■ GIVEN PASSAGE ■
New suit shocks, but doesn’t surprise

Former Bears quarterback Jim McMahon is one of eight players in a new lawsuit against the NFL. More than 500 players are also included in the suit. (Doug Jennings/AP)

Is it possible to be both shocked and not at all surprised? That might be the most accurate way to describe the mind of a football fan today.

At the NFL level, football is a brutal game that leaves its mark on the men who play it. This much, fans already knew. The players, too, are well aware by now that the number of ex-NFLers who escape the sport unscathed is small. Even the league knows this, though you may have to get them under oath before they admit it.

But just how much of a mark does football leave? And how much of that damage is preventable? And was there another way to treat the injuries that everyone involved in the sport now takes as an eventual given?

In a perfect world, these would be questions for players and team officials and medical professionals. In the world we live in, though, they are increasingly questions for a court of law. One day, perhaps, we’ll have answers—but they will likely never be perfect answers and, it increasingly appears, they will be hotly contested, with the health of future players and the financial security of the league at stake.

On Tuesday, the NFL was hit with another class-action lawsuit, this time focusing not solely on the problem of concussions and their aftereffects, but on the propensity of the sport to—and anyone who has followed the game for any amount of time has perhaps even romanticized this to some extent—encourage its participants to play through pain. The suit, filed in U.S. District Court in San Francisco, alleges that playing through serious injury isn’t just the effect of its participants’ vaunted toughness, but the direct result of team coaches and doctors masking fractures and other injuries, hurrying players back to the field with risky drugs and illegal painkillers.

The claims—among them, that players were given pills in lieu of treatment for serious injuries, and often came away with painkiller addictions—point toward the worst suspicions fans can harbour about the culture behind closed doors of the sport they love: That the league cares more for profits than the health of its players, and doesn’t feel particularly responsible for the kind of shape they might be left in when they can no longer take the field. It’s nasty and it’s the kind of allegation that sticks in the mind, because it’s the kind of thing fans are prone to wondering whenever they see footage of a star stumbling around the sidelines.

Eight players named in the suit, among them former Bears quarterback Jim McMahon, share stories of misdiagnoses and pill-popping. McMahon himself claims he was once taking more than 100 Percocet pills per month. The players claim no records were kept and the pills were not prescribed, which would seem to make the suit difficult to prove in a court of law—but not, perhaps, in the court of public opinion.

Records taken from a dataset
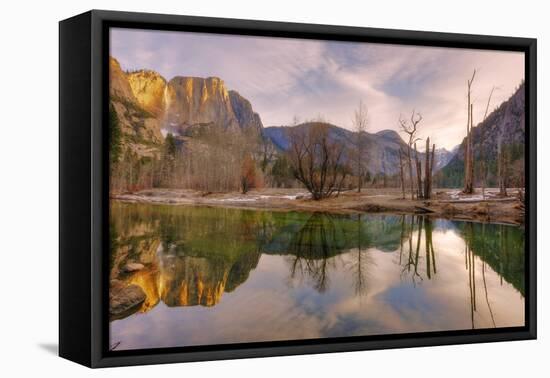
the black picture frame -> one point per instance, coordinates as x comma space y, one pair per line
83, 182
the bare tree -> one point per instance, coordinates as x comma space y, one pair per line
483, 163
317, 161
401, 171
410, 128
360, 123
469, 148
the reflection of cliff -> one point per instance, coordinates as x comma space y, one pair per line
189, 256
501, 247
179, 260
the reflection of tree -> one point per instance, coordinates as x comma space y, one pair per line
311, 247
360, 263
423, 226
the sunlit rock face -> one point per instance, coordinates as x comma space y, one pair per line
146, 103
140, 128
148, 88
194, 101
118, 83
247, 118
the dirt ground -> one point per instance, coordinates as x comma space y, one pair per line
447, 203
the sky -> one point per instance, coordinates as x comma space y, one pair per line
286, 78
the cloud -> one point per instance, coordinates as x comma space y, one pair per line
284, 78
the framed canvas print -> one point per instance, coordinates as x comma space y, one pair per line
233, 188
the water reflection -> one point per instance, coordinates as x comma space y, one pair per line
200, 268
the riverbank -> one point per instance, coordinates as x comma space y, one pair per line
447, 203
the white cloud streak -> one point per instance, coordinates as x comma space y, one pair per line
284, 78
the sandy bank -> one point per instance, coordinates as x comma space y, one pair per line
448, 203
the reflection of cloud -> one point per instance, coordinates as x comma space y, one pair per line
287, 77
266, 307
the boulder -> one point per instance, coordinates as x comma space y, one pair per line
133, 267
124, 300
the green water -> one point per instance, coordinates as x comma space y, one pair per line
214, 275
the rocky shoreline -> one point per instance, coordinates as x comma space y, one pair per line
448, 203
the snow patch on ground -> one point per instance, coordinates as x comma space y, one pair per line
254, 198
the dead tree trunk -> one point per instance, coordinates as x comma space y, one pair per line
410, 129
502, 171
411, 178
419, 193
431, 172
468, 150
401, 163
427, 170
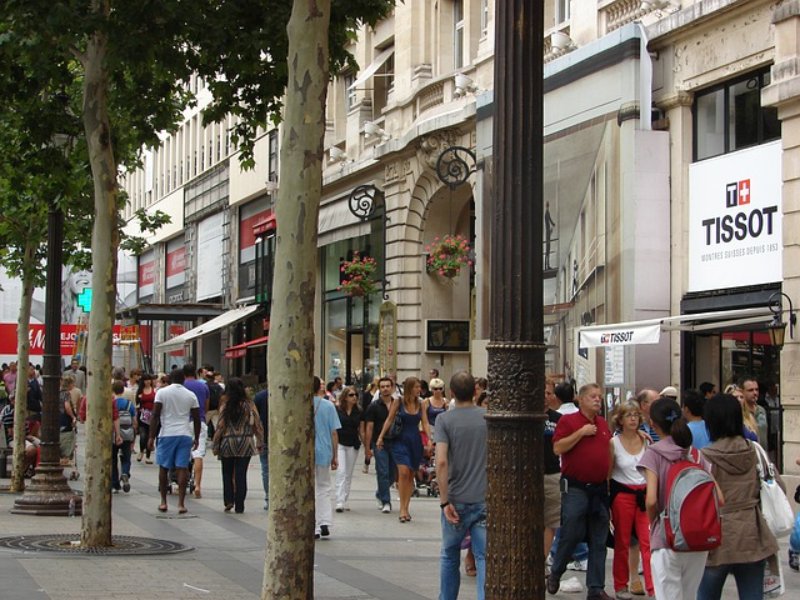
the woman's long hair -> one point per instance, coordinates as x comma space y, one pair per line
236, 400
666, 413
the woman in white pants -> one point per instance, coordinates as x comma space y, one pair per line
349, 444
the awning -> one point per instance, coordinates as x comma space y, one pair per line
337, 223
240, 350
373, 67
214, 325
648, 331
170, 312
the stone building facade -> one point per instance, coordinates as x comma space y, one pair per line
645, 103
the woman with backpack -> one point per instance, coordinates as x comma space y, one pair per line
676, 575
238, 437
746, 540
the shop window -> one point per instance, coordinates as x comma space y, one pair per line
458, 34
383, 82
272, 172
562, 11
730, 117
350, 93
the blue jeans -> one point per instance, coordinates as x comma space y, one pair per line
749, 581
581, 550
264, 456
576, 522
384, 469
472, 520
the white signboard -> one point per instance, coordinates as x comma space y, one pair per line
735, 218
615, 367
209, 257
624, 334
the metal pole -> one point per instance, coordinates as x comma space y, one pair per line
49, 493
515, 552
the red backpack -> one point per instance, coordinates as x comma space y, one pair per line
691, 515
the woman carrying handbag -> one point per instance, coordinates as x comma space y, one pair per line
238, 437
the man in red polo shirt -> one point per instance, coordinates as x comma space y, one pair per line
581, 440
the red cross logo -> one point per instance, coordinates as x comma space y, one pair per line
744, 192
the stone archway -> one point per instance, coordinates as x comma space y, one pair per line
425, 209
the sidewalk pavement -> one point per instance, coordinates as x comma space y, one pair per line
369, 555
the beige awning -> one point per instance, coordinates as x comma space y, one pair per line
212, 326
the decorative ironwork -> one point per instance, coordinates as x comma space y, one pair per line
362, 201
123, 545
455, 165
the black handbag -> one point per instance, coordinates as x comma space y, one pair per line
395, 429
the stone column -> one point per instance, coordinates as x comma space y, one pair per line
784, 93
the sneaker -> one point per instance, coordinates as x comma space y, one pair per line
636, 588
552, 584
578, 565
571, 586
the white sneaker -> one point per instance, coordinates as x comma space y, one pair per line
571, 586
578, 565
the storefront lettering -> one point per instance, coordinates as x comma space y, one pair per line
727, 228
616, 338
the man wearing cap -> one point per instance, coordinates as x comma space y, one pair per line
669, 392
582, 440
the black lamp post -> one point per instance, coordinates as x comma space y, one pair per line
48, 492
515, 496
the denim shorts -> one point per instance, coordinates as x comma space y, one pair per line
174, 451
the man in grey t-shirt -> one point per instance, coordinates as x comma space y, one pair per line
461, 473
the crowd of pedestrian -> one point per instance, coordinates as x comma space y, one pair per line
608, 482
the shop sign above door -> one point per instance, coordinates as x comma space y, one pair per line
735, 218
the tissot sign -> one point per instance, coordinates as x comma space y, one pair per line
735, 219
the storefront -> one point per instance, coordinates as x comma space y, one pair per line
349, 345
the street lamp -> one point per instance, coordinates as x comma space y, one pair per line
777, 328
49, 493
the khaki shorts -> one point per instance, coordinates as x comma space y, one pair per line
552, 500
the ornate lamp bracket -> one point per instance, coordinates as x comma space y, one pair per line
362, 202
455, 165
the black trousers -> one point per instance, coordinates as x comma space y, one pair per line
234, 480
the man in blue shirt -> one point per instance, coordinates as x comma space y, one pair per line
326, 449
199, 388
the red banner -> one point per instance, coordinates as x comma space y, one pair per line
69, 336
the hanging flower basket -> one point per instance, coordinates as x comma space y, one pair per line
446, 256
358, 276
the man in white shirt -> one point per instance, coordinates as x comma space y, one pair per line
176, 424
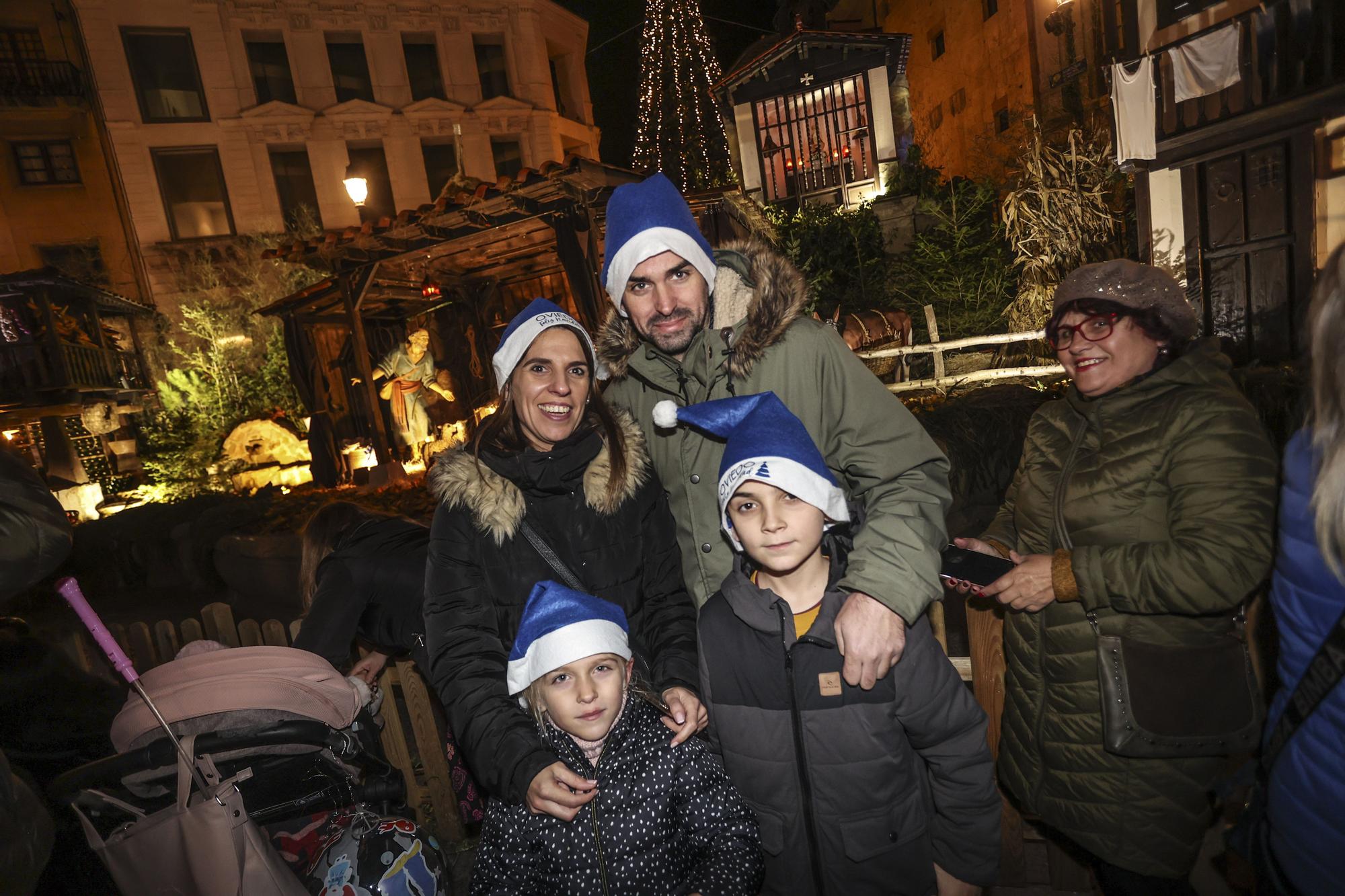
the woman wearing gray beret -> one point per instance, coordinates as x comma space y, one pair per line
1144, 507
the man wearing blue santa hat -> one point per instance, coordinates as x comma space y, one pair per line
692, 325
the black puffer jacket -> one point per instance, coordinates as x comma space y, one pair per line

■ WHAT THE EXERCISE ASKS ■
Pick up the article on the NFL painkiller lawsuit after its final sentence and keep writing. These records bear no relation to the article on the NFL painkiller lawsuit.

■ RESULT OF THE TASK ■
In that court, the league can’t really afford another loss. Not on this topic. Not now.

It was news last summer when the NFL and its former players came to terms on a $765-million settlement of a class-action lawsuit brought by former players who were now grappling with the effects of brain injuries suffered during their playing careers, arguing that the league knew the damage caused by these injuries, and didn’t do enough to protect its employees from them. It wasn’t enough money, many critics said at the time, but at least it was something, and maybe it was also an acknowledgement of the need to do more in the future. (The NFL, of course, went to great legal lengths to ensure the settlement was not, by any courtroom interpretation, an admission of any sort of guilt or precedence.)

But that settlement was initially rejected back in January by a judge who demanded proof that the relatively meagre amount (the NFL’s revenue was reportedly north of $9 billion last year) would be enough to adequately care for the increasing number of players who were displaying symptoms as they aged. Whether it was the fault of the NFL or not, the perception was of the league coming close to—but just missing out on—getting off cheaply.

This new suit is something of a well-timed body blow. The league has not yet officially settled the last one, and with the NFL Draft in the rearview mirror, there’s a small window in which the national football media horde will have nothing substantial to talk about. This suit gives them the chance to resurrect and put into print all the worst things they’ve suspected about how the game is really played. Unlike the previous suit, this one is less a who-knew-what-when case and more of a he-said-he-said affair—which means it’s both tougher to prove and uglier to think about.